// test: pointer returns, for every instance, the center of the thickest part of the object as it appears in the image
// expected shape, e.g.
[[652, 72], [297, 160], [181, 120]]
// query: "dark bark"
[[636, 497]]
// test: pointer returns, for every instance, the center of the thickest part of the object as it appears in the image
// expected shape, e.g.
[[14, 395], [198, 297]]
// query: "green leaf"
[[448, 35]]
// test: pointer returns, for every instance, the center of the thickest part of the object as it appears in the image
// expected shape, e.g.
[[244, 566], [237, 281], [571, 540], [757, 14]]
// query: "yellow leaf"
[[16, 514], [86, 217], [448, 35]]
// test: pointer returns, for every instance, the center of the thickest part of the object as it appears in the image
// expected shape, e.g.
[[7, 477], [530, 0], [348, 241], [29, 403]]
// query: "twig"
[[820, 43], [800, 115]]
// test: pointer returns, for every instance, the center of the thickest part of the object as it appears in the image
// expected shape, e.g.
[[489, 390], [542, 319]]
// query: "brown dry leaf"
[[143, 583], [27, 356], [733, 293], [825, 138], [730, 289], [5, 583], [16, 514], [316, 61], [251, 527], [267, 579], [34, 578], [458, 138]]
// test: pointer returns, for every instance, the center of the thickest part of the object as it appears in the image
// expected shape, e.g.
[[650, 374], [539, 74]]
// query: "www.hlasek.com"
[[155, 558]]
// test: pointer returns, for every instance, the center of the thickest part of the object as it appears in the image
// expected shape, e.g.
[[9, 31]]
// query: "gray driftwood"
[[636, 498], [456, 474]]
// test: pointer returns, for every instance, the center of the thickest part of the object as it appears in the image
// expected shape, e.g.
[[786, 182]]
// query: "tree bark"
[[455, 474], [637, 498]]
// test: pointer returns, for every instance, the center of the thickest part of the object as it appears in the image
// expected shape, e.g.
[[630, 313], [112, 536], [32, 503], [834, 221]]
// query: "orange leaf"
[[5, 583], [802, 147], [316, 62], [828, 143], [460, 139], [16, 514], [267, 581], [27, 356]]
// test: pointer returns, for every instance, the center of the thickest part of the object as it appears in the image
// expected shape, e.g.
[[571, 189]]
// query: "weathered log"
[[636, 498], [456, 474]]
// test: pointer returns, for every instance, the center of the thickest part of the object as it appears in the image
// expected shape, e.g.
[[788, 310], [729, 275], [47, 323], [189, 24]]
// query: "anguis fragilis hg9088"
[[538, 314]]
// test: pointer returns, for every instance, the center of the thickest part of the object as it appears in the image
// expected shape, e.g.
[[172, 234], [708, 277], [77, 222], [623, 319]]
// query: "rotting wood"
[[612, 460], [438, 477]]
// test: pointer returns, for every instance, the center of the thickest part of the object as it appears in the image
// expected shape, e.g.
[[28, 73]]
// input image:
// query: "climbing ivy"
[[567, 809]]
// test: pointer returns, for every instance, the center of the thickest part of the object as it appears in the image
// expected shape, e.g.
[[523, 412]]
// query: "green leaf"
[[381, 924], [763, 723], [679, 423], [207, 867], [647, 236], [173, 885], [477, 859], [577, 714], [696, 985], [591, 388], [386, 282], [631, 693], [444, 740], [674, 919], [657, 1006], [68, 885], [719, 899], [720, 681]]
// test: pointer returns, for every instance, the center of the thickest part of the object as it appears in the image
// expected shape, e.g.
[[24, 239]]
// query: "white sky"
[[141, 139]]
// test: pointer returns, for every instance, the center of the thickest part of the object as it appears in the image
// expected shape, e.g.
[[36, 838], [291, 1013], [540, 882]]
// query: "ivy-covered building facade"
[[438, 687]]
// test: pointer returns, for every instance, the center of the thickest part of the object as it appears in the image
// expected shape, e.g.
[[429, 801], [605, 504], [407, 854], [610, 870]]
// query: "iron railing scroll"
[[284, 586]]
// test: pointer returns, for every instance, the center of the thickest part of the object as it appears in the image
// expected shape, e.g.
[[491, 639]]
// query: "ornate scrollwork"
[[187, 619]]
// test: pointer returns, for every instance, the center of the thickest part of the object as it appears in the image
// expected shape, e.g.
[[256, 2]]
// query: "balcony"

..............................

## Task details
Rewrite the entries from the start through the line containing "[[820, 43], [800, 115]]", replacing "query" with "prompt" and leaving everything else unchanged.

## Exercise output
// test: pointer returns, for every instance, the center of the thickest part of the object as it appears in the image
// expected shape, e.g.
[[652, 72], [297, 160], [181, 120]]
// prompt: "dark bark"
[[636, 497]]
// test: pointer returns, for every instance, the center of the thickest part of the object as it appears in the image
// expected shape, e.g.
[[14, 395], [198, 297]]
// prompt: "green leaf"
[[448, 35]]
// test: pointer returns, for every instance, the center of the thickest part of the object as it appears in the image
// expected shape, e.g.
[[244, 566], [237, 281], [571, 540], [757, 14]]
// prompt: "yellow leaf"
[[16, 514], [86, 217], [448, 35]]
// test: pointer returns, for every instance, the center of the thickest part of the object as it appears in the image
// expected shape, e.g.
[[7, 477], [530, 0], [348, 241], [29, 403]]
// prompt: "twig"
[[820, 43], [800, 115]]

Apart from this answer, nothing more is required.